> _EXTRACTED MATERIAL_
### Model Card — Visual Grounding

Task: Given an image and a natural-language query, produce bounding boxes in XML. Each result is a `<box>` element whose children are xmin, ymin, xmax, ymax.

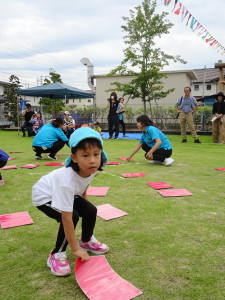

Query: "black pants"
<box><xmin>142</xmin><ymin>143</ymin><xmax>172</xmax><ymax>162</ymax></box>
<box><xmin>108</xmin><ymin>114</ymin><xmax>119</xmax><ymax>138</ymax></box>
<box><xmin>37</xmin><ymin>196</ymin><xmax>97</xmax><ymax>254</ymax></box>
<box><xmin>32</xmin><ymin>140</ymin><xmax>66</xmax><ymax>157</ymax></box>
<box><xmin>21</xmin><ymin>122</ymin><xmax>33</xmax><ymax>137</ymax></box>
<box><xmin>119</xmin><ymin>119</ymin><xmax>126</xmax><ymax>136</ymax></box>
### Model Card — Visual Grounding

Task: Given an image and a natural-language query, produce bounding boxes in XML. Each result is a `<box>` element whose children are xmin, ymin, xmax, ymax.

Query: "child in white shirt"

> _ASSIGNMENT_
Set down the lines of the records above exactly, apart from the pictures.

> _SOLUTION TO THIS TASK_
### Model Card — Visual Grounding

Task: Given an image and a natural-language query, produce bounding boxes in XML. Each result is a `<box>` element whose children are xmin, ymin, xmax, ymax.


Query: "black pants"
<box><xmin>142</xmin><ymin>143</ymin><xmax>172</xmax><ymax>162</ymax></box>
<box><xmin>108</xmin><ymin>114</ymin><xmax>119</xmax><ymax>138</ymax></box>
<box><xmin>37</xmin><ymin>196</ymin><xmax>97</xmax><ymax>254</ymax></box>
<box><xmin>32</xmin><ymin>140</ymin><xmax>66</xmax><ymax>157</ymax></box>
<box><xmin>21</xmin><ymin>122</ymin><xmax>33</xmax><ymax>137</ymax></box>
<box><xmin>119</xmin><ymin>119</ymin><xmax>126</xmax><ymax>136</ymax></box>
### Model Card — Visual Grounding

Task: Given an image and a natural-language query, produce bounding boxes in XML. Each result is a `<box>` element whose children are xmin, ymin, xmax, ymax.

Query: "child in white shirt"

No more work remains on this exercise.